Material supplied
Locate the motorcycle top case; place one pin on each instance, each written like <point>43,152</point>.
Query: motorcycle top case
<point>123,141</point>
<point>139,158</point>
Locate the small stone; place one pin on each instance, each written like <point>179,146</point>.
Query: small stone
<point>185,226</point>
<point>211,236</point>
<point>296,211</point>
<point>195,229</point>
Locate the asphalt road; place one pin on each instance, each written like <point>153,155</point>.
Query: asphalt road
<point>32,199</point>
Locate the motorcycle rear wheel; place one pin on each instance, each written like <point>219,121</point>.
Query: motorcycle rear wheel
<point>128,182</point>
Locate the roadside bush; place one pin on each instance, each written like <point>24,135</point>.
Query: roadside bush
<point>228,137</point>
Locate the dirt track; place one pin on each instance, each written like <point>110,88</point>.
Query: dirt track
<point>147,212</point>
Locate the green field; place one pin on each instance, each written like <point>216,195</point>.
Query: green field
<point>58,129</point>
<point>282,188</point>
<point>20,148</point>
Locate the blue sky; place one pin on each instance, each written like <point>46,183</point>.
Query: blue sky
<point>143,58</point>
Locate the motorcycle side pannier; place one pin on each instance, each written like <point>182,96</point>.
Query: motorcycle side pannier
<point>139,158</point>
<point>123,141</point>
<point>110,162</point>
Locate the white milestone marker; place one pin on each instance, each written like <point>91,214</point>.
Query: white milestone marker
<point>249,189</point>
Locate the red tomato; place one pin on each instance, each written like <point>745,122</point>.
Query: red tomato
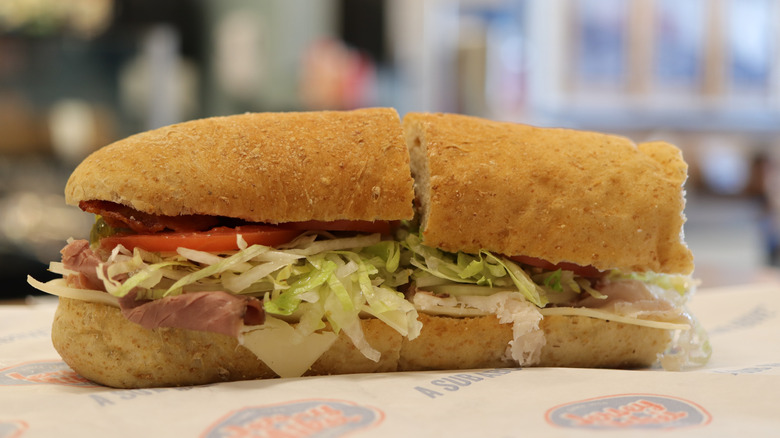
<point>383,227</point>
<point>216,239</point>
<point>583,271</point>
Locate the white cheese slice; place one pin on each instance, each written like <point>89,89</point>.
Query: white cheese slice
<point>283,349</point>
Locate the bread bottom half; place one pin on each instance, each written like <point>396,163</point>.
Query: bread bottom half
<point>101,345</point>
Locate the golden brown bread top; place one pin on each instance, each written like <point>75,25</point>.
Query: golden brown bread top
<point>556,194</point>
<point>263,167</point>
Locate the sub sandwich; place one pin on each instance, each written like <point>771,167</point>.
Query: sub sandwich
<point>291,244</point>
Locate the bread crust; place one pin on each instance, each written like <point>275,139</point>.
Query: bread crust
<point>262,167</point>
<point>101,345</point>
<point>556,194</point>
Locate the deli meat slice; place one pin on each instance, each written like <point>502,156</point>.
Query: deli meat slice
<point>79,258</point>
<point>121,216</point>
<point>218,312</point>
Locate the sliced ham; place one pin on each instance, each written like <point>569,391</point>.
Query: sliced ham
<point>121,216</point>
<point>78,257</point>
<point>218,312</point>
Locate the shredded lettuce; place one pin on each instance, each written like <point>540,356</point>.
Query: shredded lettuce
<point>333,280</point>
<point>482,269</point>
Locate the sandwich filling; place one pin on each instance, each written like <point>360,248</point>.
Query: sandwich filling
<point>303,292</point>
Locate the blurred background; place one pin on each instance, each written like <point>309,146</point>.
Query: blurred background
<point>703,74</point>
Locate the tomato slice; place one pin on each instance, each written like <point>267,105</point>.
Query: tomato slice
<point>583,271</point>
<point>214,240</point>
<point>383,227</point>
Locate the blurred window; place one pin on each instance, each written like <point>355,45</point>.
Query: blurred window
<point>750,37</point>
<point>679,41</point>
<point>600,41</point>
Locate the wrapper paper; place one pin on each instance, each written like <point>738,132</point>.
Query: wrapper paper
<point>736,394</point>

Task to complete
Exact retyping is required: the line with "Locate the sandwich" through the end of the data, both ends included, and no other line.

Result
Locate the sandwich filling; place one pin on each instance, each written like <point>360,248</point>.
Query: sandwich filling
<point>303,292</point>
Locate the blurred background; place one pin on each instance, each written like <point>309,146</point>.
Query: blurred background
<point>703,74</point>
Locate the tomato slice; place one pin on each instance, each written like <point>267,105</point>.
Query: tomato slice
<point>583,271</point>
<point>214,240</point>
<point>383,227</point>
Locate the blurred window; place one pin on each instance, each written like <point>355,45</point>.
Query: blurred window
<point>750,37</point>
<point>679,41</point>
<point>600,41</point>
Locate the wrapper paper; place one pin on each instance, each written like <point>738,132</point>.
Query: wrapper paper
<point>736,394</point>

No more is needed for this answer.